▶ Page extract
◆ ◆ ◆ ◆ ◆

# Problem with haunt and my 6 year old daughter



## Eyes_in_the_dark (Jun 15, 2006)

My six-year-old doesn’t share my love of haunting and some of the things I plan on doing this year may scare her a bit. I’ve tried to set things up so there is nothing “scary” in the yard where she plays and most of the props can be turned on after she comes in the house for the night. Any suggestions on how I should/can handle this so I don’t scare her in her own home but, I still can do my haunt the way I want?


----------



## krypt (Oct 25, 2005)

sit her down tell her they are fake...let her help you build them so she knows they are not real .....and say i need to put these things out to keep the real goblins at bay .....example:heck my dad used to say ...on long trips if your real quiet youll seee big foot man i thought he was telling the truth years later i know he just wanted us quiet ...for hours me and bro would be whispering i think i saw him lol


----------



## kevin242 (Sep 30, 2005)

kryptonoff said:


> they are not real .....and say i need to put these things out to keep the real goblins at bay...

◆ ◆ ◆ ◆ ◆

▶ Supplied data
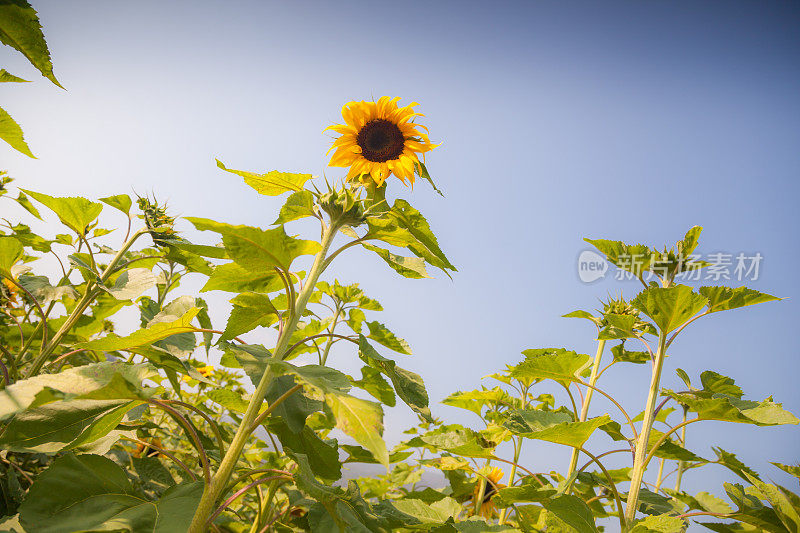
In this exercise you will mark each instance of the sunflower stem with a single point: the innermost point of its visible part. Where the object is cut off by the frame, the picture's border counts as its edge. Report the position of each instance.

◆ ◆ ◆ ◆ ◆

▶ What to produce
Answer these questions about the forum thread on the haunt and the six-year-old daughter.
(a) According to the opening post, when can most of the props be turned on?
(b) In the reply posted by krypt, what reason does the parent give the child for putting the props out?
(c) In the same reply, what did krypt's dad say could be seen on long trips by staying real quiet?

▶ Complete answer
(a) After she comes in the house for the night.
(b) To keep the real goblins at bay.
(c) Big foot.